What to work on
Lines before the one containing "Each instance receives one keypoint. Mark the flowering" are left out; copy that line and every later line through the end of the data exactly.

-.-.-

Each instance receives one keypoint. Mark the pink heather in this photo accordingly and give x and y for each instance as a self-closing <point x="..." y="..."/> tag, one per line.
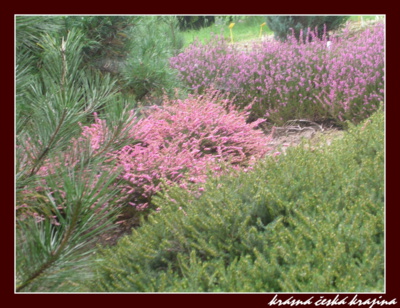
<point x="283" y="76"/>
<point x="180" y="142"/>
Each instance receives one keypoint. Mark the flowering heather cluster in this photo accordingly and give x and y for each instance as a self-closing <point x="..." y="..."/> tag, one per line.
<point x="180" y="141"/>
<point x="342" y="80"/>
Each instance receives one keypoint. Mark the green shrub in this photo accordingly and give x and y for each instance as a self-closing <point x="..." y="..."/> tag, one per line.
<point x="282" y="25"/>
<point x="308" y="221"/>
<point x="146" y="72"/>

-.-.-

Solved exercise
Each instance receives one keypoint. Mark the flowering heather cluster in this photo accordingly and give x and y for each instance as a self-closing <point x="..." y="..."/> tag, one per line.
<point x="180" y="141"/>
<point x="342" y="80"/>
Each instance receives one keypoint. Mark the green shrub in this photo accordingly and give x and y for each instance as a self-closing <point x="..." y="..."/> tag, one per line.
<point x="282" y="25"/>
<point x="308" y="221"/>
<point x="146" y="72"/>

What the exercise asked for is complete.